▶ [WRITTEN REQUEST] Please repeat every one of the entries below word for word, leaving none out.

▶ [ENTRIES]
-*-

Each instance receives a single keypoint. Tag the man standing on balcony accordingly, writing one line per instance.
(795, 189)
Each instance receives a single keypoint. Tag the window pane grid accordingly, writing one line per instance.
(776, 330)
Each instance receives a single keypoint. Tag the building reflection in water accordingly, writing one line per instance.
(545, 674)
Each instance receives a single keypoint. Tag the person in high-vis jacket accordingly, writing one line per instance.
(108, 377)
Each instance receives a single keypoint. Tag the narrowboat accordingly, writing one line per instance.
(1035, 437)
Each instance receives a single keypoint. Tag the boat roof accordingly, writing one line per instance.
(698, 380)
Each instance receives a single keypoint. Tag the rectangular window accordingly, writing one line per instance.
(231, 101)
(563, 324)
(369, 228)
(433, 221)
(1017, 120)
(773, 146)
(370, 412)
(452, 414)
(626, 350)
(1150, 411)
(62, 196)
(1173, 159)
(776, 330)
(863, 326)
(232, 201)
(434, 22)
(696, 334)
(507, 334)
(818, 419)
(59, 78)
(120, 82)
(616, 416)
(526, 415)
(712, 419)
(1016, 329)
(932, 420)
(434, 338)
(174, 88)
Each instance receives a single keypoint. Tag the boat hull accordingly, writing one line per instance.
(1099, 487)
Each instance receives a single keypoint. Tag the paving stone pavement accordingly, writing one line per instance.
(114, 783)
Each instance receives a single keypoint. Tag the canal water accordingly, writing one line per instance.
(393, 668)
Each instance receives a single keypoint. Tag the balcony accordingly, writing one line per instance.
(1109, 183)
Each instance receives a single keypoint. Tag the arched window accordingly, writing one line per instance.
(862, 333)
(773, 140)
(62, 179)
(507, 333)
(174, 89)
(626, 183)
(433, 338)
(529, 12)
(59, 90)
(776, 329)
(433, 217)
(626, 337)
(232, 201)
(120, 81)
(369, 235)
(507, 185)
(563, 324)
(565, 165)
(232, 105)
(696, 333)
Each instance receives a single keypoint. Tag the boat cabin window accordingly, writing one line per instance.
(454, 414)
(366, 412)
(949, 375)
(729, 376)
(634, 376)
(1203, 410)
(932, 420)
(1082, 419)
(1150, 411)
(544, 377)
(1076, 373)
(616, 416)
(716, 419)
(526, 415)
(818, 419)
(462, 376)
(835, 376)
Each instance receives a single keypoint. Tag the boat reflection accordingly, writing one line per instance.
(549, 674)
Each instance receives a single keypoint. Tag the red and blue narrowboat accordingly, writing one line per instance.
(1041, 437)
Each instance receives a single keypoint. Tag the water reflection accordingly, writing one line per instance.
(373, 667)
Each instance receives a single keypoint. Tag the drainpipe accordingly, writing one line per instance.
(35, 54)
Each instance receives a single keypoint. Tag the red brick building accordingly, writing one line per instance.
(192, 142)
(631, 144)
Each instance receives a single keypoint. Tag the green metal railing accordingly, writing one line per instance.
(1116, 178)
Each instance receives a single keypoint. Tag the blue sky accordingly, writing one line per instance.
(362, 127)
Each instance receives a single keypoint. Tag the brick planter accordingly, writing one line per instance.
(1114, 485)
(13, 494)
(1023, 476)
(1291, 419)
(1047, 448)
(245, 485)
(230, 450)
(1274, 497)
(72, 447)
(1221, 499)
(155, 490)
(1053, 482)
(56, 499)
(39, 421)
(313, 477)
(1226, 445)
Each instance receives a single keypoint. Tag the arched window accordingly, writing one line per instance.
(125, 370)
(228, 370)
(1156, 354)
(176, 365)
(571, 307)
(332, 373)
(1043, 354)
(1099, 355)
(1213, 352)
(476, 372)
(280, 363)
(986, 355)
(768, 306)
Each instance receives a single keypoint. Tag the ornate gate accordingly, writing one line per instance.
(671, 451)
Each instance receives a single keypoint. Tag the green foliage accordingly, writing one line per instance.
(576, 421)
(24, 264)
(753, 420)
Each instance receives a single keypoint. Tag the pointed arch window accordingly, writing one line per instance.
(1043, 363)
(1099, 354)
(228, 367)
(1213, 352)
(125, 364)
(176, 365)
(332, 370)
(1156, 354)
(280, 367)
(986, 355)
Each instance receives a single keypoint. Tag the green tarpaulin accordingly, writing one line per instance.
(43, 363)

-*-

▶ [PROBLEM SOLUTION]
Each instance receives a single keypoint. Tag the man standing on balcony accordingly, writing one line per instance.
(795, 189)
Each instance receives a single keypoint. Tag the window pane grid accordingly, writing one line per instance.
(776, 330)
Each instance receives a single keypoint. Tag the building reflection in water accordingly, writing one line per instance.
(545, 674)
Each instance receives a single keypoint. Tag the person in high-vis jacket accordingly, writing one line per instance.
(108, 377)
Each instance receives a single keypoint. Tag the narrowboat accordingly, writing one line per instance.
(1035, 437)
Each instance receives a single keypoint. Tag the boat roof accordingly, writing one line per instance.
(698, 380)
Each instance receives a single keypoint. Tag the rectangular window accordingly, writing one line per instance.
(231, 101)
(563, 324)
(369, 228)
(433, 221)
(1017, 120)
(773, 146)
(370, 412)
(452, 414)
(626, 350)
(1150, 411)
(62, 196)
(1173, 159)
(776, 330)
(863, 326)
(232, 201)
(434, 22)
(696, 334)
(507, 334)
(818, 419)
(59, 78)
(120, 82)
(616, 416)
(526, 415)
(712, 419)
(1016, 329)
(932, 420)
(434, 338)
(174, 88)
Each instance receives a single keypoint. Tag the boat hull accordingly, writing one line per instance.
(1099, 487)
Each instance receives a single keypoint. Tag the paving stone pavement accordingly, writing one line per instance.
(114, 783)
Each instance receives a single keypoint. Tag the canal water accordingly, writing one line per instance.
(393, 668)
Each instance receives a single keypoint. Tag the balcony accordingly, writing one line per instance.
(1109, 183)
Each instance receives a single keypoint. Tag the arched window accordingly, writing one line per instance.
(862, 333)
(773, 140)
(62, 179)
(507, 333)
(174, 89)
(626, 183)
(433, 338)
(529, 12)
(59, 90)
(776, 329)
(433, 217)
(626, 337)
(232, 201)
(120, 81)
(369, 235)
(507, 185)
(563, 324)
(565, 165)
(232, 105)
(696, 333)
Each instance receives a single keypoint. Tag the boat cabin window accordingly, writing one line per instance.
(454, 414)
(366, 412)
(949, 375)
(729, 376)
(634, 376)
(1203, 410)
(932, 420)
(1082, 419)
(1150, 411)
(544, 377)
(1076, 373)
(616, 416)
(716, 419)
(526, 415)
(818, 419)
(462, 376)
(835, 376)
Each instance receives a single keypoint. Tag the boat reflection accordingly, writing one line per instance.
(549, 674)
Each instance receives a single keypoint. Tag the red and blue narrowboat accordingly, writing one line per instance.
(1041, 437)
Each instance receives a single keypoint. Tag the water reflection accordingly, writing one line per instance.
(373, 667)
Each instance receives a single keypoint. Tag the drainpipe accordingly, writing one line per instance.
(35, 54)
Each instance receives a single keypoint. Tag the red brick building accordingly, writing one line per instance.
(192, 142)
(631, 144)
Each instance receives a single keypoint. Tag the green metal railing accordingly, writing one line per instance.
(1116, 178)
Each instance receives a single keypoint. Tag the blue sky accordingly, writing one line per instance.
(362, 127)
Each instance receives a single keypoint. Tag the brick planter accordingly, writing one line per instance.
(1114, 485)
(13, 494)
(1023, 476)
(1291, 419)
(1047, 448)
(245, 485)
(230, 450)
(1274, 497)
(72, 447)
(1221, 499)
(155, 490)
(1053, 482)
(56, 499)
(39, 421)
(313, 477)
(1226, 445)
Each instance receives a single keypoint. Tag the arched window accordingly, writing one line per instance.
(125, 370)
(228, 370)
(1156, 354)
(176, 365)
(571, 307)
(332, 373)
(1043, 354)
(1099, 355)
(1213, 352)
(476, 372)
(280, 363)
(986, 355)
(768, 306)
Each instance receives a single keypoint. Tag the ornate gate accordingly, writing one line per instance.
(671, 451)
Each instance receives a single keypoint. Tag the green foliage accordingly, writing one line per instance.
(576, 421)
(24, 264)
(753, 420)
Each instance receives a single keypoint. Tag the pointed arch window accordingly, writing one line per instance.
(1043, 363)
(1099, 354)
(228, 367)
(1213, 352)
(125, 364)
(176, 365)
(332, 370)
(1156, 354)
(280, 367)
(986, 355)
Each instance receives a single keypoint. Tag the green tarpaulin accordingly, writing one line per instance.
(43, 363)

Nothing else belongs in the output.